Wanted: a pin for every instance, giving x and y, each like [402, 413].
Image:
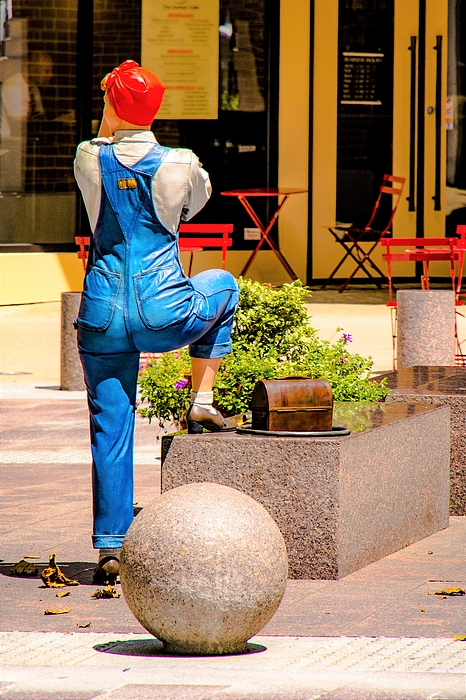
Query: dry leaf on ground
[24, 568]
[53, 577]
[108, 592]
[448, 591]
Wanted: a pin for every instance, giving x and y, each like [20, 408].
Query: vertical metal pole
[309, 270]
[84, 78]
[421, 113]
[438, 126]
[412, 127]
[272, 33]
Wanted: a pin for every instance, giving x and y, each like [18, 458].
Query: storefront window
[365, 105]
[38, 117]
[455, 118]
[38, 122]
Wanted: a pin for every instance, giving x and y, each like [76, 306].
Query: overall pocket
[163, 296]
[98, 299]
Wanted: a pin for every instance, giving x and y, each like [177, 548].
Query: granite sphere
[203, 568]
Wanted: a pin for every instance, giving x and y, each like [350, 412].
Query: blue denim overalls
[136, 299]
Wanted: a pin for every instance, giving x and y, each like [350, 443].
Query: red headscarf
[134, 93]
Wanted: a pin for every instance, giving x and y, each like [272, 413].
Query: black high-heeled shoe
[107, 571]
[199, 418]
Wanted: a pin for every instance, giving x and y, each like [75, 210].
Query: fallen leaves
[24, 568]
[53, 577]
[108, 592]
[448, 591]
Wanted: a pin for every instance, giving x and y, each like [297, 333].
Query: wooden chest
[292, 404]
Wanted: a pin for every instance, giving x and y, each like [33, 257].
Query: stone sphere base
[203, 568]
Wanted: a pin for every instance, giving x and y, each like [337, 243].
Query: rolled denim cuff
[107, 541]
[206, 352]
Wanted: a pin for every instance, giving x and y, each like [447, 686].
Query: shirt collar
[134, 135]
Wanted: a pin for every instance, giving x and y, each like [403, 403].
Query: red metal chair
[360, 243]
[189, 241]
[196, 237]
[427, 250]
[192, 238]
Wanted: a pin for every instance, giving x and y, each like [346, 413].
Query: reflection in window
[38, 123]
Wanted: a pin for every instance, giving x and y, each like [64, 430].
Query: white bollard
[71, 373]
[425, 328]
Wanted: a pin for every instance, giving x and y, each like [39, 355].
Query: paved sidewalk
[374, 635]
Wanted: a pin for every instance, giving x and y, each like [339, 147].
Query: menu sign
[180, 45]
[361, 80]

============

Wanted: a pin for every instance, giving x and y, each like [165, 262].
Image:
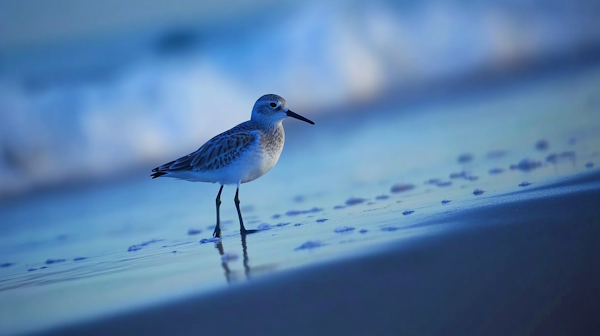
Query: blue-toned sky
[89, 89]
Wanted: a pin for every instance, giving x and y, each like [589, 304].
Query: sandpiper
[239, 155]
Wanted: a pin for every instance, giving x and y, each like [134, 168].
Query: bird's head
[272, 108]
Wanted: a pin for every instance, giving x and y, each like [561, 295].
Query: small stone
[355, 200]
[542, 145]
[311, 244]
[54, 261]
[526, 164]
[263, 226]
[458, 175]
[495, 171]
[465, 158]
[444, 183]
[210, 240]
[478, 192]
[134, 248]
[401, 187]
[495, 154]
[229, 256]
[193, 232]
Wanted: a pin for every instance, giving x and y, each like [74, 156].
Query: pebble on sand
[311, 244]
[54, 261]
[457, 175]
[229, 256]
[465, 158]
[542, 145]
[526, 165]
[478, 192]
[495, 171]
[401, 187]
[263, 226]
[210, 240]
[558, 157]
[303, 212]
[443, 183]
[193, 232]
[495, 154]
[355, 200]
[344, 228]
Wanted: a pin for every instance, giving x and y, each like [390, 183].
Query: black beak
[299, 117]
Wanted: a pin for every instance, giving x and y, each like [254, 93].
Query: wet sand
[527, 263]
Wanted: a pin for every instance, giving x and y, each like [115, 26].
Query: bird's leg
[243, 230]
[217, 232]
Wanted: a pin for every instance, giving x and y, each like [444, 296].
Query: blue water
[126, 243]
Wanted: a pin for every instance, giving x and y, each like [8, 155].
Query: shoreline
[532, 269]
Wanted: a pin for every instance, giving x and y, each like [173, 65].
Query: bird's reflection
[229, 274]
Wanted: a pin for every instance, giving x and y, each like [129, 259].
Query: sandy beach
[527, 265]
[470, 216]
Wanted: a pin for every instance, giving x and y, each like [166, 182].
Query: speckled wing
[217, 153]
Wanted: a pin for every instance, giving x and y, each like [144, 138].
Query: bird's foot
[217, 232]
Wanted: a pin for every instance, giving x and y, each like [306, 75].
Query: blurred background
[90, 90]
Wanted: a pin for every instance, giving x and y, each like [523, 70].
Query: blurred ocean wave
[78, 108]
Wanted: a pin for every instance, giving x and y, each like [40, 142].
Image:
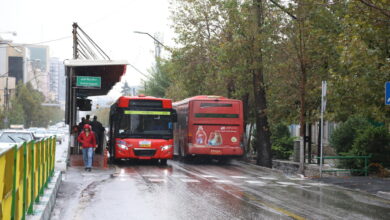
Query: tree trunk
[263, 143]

============

**EXERCISE DETAILS**. Restate word for word the entries above, starting at the line with "like [75, 210]." and ending at the line with "like [339, 147].", inclusive, and no others.

**ANSWER**.
Wanted: a pin for every instance, giving x and y, each like [75, 210].
Query: fallen leaves
[24, 568]
[53, 577]
[108, 592]
[448, 591]
Wanted: a pin for every instance, giving x and y, each like [297, 333].
Query: wooden chest
[292, 404]
Wanted: a pin for every instance, giving x and y, each like [33, 257].
Query: stone sphere base
[203, 568]
Wanted: a pin for every instance, giving x and y, each like [337, 243].
Query: rolled denim cuff
[107, 541]
[206, 352]
Wanted: a pin for every instance, giving x and y, each like [447, 686].
Query: shirt collar
[134, 135]
Wanted: a pin for every instance, giving x and y, each like [403, 403].
Query: red metal chair
[360, 243]
[189, 241]
[196, 237]
[427, 250]
[192, 238]
Wanted: a pin for every instance, giving x and y, each like [346, 413].
Query: reflection in window
[38, 123]
Wanted: a pin for every instance, giving x and y, each like [64, 430].
Query: white bollard
[71, 373]
[425, 328]
Wanted: a pin for every instance, giving x and y, each like [39, 355].
Query: paved sidewalk
[374, 635]
Wanted: a pin for every instance, giving x and y, each like [339, 147].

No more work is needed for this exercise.